YOUR INSTRUCTIONS :: Return every line of the records below that contains the string "wine", copied in full.

# EXERCISE MATERIAL start

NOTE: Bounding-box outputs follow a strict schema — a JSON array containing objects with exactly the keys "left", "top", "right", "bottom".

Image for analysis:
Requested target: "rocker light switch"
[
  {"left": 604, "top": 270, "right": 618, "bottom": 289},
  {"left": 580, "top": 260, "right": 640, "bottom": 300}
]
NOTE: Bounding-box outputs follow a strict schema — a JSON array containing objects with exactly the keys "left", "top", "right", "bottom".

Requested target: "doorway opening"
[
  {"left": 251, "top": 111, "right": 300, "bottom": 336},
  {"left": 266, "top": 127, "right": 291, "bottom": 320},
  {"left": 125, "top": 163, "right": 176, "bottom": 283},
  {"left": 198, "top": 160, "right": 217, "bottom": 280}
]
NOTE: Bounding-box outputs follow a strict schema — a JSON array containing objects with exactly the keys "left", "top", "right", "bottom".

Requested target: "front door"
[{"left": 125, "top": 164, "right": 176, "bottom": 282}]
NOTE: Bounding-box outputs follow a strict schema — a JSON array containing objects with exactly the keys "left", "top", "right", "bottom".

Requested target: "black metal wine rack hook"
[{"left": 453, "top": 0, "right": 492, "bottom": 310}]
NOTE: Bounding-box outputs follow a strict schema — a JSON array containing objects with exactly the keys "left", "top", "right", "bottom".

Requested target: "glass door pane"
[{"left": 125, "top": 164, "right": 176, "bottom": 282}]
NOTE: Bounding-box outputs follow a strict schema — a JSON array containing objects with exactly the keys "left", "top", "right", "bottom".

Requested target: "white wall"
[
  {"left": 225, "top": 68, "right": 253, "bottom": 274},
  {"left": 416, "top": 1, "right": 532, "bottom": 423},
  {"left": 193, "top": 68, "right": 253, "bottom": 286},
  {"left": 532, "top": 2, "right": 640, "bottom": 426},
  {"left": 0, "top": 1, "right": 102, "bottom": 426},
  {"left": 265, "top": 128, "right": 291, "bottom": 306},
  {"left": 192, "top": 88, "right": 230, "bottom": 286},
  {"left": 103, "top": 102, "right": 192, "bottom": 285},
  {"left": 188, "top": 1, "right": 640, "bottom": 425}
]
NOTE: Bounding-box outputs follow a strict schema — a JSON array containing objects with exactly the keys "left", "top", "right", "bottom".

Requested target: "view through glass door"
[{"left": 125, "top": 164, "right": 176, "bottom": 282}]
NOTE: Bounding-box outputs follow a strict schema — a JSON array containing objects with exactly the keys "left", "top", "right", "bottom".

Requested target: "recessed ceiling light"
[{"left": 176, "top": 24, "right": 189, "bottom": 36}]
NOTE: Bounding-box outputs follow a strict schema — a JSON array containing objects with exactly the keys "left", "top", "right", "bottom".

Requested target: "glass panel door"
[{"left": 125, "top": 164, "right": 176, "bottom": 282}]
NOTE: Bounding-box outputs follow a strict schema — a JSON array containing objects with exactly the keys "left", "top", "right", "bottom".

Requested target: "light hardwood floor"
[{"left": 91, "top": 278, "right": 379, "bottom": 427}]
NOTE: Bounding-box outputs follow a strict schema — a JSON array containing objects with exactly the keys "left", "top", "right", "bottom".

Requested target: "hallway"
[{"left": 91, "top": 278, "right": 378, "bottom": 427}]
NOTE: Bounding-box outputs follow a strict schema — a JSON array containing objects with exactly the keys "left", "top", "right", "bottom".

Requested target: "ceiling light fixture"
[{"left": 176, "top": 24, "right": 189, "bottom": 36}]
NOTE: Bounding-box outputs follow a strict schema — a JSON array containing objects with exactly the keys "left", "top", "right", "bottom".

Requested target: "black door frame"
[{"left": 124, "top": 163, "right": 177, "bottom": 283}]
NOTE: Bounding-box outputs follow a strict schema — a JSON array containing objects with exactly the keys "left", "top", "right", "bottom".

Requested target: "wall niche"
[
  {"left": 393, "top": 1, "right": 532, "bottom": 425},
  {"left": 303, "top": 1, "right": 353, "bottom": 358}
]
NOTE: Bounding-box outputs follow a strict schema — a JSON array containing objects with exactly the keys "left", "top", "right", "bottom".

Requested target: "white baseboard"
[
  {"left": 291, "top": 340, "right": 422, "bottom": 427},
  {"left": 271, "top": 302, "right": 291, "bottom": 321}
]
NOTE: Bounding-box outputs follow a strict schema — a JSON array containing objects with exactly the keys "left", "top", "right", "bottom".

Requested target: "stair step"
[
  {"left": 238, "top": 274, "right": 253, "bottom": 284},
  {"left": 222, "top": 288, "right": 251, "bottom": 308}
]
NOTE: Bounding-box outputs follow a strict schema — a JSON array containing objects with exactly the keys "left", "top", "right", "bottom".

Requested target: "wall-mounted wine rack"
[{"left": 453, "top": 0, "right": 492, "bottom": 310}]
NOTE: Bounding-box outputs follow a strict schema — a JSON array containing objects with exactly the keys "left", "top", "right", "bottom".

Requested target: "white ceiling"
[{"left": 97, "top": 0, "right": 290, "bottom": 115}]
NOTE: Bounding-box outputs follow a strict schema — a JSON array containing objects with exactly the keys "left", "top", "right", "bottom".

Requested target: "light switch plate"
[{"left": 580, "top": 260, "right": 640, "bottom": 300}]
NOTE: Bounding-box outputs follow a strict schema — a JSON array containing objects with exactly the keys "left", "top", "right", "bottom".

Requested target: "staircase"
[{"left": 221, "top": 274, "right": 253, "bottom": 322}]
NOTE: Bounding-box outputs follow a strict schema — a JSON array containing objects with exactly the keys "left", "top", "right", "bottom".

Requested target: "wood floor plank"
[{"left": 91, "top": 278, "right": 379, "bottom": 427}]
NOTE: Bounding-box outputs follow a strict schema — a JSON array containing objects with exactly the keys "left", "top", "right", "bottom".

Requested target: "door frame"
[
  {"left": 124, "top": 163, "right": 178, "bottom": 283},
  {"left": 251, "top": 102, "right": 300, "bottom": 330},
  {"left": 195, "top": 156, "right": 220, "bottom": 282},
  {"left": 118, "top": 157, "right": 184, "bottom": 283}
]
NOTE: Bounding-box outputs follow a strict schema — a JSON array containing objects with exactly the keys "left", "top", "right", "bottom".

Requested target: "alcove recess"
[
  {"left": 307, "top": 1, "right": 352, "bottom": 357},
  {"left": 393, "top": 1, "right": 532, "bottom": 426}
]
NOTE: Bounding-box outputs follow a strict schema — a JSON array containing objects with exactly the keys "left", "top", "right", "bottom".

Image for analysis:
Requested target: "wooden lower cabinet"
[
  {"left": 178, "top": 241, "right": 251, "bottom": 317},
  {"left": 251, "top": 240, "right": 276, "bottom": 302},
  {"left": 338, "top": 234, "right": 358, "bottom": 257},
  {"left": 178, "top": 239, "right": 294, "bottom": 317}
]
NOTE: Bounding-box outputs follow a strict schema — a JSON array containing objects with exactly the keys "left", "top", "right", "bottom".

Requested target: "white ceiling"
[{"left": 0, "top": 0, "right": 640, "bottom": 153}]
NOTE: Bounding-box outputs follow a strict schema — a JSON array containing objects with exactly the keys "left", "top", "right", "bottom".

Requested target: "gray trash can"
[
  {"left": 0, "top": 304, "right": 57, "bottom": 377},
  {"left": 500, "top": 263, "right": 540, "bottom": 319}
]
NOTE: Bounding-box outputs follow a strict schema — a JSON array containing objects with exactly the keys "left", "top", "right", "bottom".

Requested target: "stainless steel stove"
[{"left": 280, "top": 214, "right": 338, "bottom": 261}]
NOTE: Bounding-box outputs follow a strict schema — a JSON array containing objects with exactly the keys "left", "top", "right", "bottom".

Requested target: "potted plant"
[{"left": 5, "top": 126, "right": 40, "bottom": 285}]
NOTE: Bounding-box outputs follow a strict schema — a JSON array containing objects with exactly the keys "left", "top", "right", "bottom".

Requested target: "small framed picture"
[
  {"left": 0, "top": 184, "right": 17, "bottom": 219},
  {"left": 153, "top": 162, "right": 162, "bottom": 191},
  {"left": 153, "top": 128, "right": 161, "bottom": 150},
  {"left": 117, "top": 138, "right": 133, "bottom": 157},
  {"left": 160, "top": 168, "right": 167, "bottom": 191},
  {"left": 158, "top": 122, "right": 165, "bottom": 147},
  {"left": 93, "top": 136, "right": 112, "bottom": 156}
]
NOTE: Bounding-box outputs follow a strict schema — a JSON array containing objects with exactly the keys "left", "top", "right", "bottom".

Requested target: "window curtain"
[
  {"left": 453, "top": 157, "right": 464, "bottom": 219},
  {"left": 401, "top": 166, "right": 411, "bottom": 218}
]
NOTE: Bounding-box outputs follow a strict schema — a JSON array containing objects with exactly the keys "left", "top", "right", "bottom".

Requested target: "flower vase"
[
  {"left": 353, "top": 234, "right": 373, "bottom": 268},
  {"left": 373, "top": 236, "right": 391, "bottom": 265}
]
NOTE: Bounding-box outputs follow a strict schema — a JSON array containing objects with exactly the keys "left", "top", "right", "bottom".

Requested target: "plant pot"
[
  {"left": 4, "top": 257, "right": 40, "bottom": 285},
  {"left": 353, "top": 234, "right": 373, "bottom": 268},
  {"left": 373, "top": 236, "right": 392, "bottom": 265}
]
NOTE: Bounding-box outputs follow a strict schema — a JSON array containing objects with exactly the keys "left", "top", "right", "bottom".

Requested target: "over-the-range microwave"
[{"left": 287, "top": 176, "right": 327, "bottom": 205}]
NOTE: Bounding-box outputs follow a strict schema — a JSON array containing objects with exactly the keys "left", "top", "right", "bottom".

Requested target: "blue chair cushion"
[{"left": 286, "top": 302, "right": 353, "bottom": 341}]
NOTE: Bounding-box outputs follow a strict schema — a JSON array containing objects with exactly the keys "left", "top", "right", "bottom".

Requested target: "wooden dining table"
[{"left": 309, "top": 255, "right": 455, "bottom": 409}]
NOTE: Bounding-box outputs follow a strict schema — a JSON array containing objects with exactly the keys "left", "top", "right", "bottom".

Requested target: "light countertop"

# EXERCISE MATERIAL end

CORRECT OUTPUT ::
Requested target: "black metal wine rack hook"
Requested target: "wall-mounted wine rack"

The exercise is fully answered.